§ **What is being asked**: If a line in the data below holds the word "framed", copy it.
╭─ Listed entries
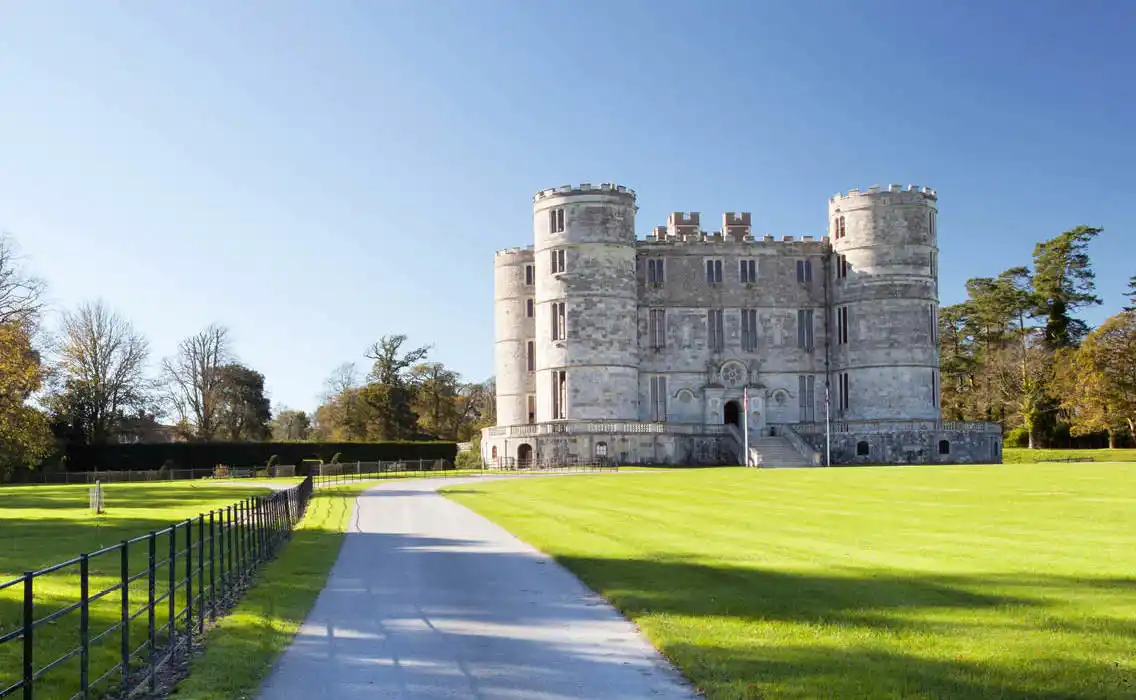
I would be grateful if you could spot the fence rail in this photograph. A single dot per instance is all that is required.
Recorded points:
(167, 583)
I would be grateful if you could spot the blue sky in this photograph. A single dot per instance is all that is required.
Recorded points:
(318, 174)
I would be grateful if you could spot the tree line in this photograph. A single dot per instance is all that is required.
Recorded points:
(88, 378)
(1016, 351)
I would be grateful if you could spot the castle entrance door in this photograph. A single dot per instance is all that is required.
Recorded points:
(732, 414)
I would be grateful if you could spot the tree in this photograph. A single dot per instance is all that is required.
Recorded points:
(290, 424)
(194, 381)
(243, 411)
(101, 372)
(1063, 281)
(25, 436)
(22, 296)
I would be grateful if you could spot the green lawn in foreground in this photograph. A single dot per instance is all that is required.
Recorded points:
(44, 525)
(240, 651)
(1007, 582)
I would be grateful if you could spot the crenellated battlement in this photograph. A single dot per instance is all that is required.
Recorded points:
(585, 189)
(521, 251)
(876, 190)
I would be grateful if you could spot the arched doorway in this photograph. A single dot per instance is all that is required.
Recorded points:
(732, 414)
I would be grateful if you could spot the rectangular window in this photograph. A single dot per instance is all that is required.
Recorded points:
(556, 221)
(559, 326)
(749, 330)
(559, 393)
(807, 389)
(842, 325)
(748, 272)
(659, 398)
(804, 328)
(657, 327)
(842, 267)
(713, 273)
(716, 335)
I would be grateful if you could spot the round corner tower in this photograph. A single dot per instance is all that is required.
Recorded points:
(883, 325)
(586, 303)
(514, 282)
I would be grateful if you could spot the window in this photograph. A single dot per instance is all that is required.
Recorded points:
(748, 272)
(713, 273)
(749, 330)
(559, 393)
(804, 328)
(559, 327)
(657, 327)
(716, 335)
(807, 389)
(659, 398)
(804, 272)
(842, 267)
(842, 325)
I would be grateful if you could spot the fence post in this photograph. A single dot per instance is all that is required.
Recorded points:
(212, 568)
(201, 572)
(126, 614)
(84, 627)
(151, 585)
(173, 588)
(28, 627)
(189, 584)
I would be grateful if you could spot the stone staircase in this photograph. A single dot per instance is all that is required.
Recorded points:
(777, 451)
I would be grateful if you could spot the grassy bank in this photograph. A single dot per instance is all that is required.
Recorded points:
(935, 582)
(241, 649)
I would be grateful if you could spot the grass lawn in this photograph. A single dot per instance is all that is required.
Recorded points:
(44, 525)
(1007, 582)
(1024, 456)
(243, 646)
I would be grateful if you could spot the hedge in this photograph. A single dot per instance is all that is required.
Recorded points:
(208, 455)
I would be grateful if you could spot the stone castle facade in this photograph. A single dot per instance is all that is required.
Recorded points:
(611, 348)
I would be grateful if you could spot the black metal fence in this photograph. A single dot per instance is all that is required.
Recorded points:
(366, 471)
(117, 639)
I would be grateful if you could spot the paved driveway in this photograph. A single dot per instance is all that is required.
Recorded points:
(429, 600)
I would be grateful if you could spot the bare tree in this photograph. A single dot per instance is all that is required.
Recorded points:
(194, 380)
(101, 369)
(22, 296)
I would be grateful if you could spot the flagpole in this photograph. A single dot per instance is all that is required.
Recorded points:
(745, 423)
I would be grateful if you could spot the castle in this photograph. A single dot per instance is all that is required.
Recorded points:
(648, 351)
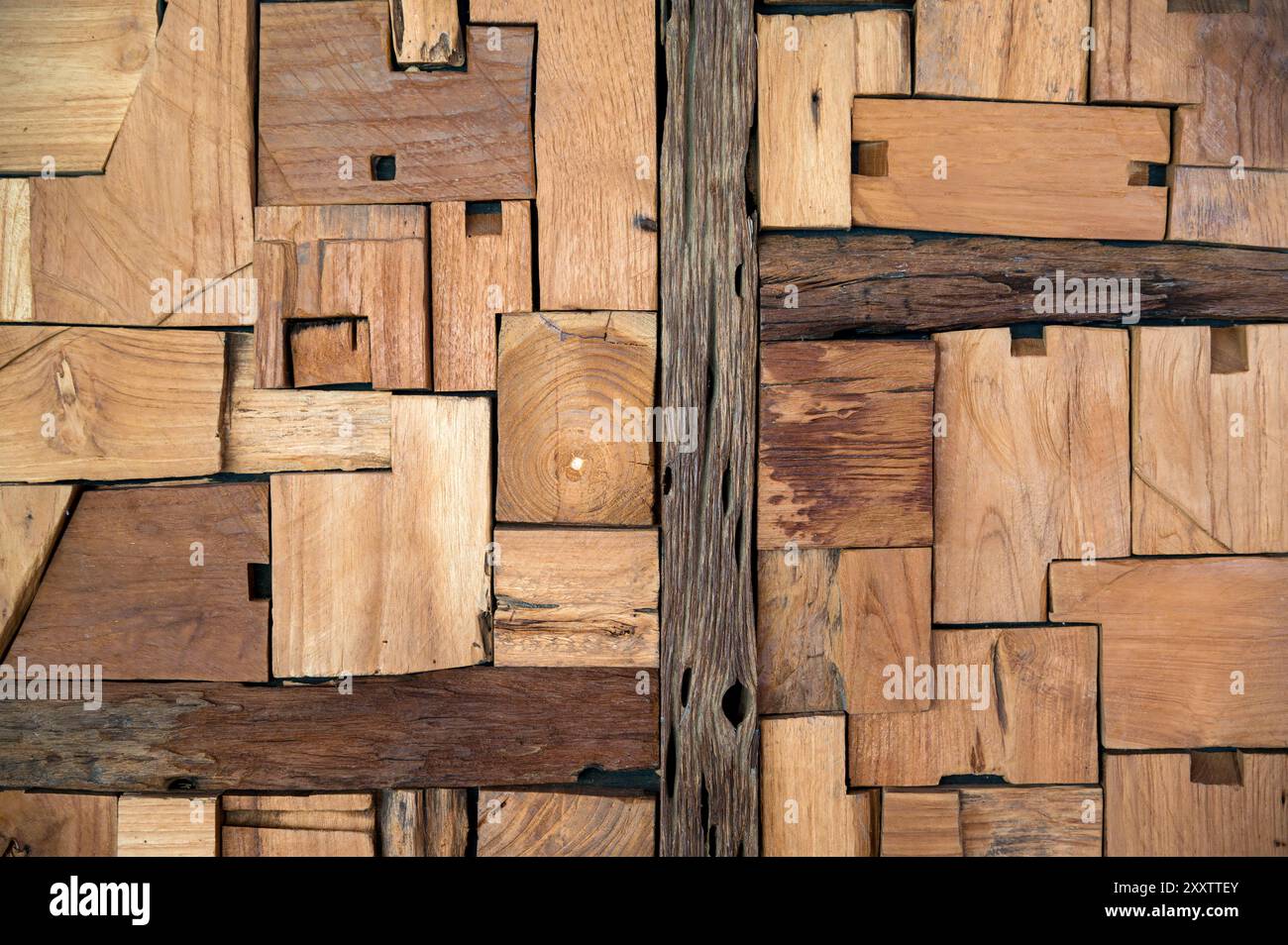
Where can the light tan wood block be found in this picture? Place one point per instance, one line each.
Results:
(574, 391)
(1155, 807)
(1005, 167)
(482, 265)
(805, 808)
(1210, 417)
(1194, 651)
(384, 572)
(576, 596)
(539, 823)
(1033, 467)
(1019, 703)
╰─
╭─ Listed entries
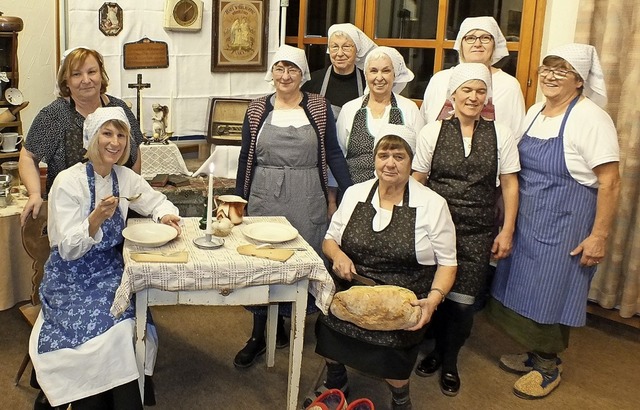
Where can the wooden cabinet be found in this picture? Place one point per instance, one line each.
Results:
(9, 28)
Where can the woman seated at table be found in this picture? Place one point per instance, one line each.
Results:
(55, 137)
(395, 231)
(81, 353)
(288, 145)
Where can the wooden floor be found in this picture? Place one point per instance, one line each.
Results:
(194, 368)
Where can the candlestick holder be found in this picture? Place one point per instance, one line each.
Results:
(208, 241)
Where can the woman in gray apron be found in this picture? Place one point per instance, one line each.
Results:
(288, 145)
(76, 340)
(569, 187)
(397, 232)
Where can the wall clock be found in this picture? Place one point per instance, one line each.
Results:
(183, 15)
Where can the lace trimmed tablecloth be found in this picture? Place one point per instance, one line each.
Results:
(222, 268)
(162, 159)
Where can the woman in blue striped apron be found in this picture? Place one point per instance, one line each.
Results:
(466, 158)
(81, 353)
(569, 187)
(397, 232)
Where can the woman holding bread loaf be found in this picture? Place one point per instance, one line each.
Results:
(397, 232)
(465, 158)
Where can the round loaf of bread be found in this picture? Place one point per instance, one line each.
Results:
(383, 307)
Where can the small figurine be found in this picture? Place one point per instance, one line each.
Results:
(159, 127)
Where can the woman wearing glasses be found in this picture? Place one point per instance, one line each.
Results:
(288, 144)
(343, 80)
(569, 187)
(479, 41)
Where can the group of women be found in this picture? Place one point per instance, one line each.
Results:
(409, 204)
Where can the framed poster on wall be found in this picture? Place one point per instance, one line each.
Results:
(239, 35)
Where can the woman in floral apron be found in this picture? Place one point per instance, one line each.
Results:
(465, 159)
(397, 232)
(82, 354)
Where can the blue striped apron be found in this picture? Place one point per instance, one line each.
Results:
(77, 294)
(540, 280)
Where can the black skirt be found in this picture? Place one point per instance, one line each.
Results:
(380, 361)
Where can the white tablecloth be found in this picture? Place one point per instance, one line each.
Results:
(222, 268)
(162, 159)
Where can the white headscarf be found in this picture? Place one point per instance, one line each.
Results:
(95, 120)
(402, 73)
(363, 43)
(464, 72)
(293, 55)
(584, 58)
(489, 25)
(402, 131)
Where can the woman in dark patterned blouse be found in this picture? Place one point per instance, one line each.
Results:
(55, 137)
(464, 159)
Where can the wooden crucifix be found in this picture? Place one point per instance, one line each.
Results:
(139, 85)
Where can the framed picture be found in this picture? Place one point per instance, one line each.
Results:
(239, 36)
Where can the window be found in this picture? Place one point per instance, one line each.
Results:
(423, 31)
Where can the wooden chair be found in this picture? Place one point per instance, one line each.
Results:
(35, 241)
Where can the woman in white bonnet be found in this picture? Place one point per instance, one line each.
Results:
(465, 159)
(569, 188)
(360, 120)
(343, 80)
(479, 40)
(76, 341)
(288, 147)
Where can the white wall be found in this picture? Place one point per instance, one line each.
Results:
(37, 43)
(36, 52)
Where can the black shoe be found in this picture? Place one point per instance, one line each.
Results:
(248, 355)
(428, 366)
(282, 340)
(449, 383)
╰─
§ **Expected output**:
Where can the framed poster on wall be found in this picture? Place one point per instance, one line each.
Where can the framed picture be found in this picture? Place one point per instance, one line each.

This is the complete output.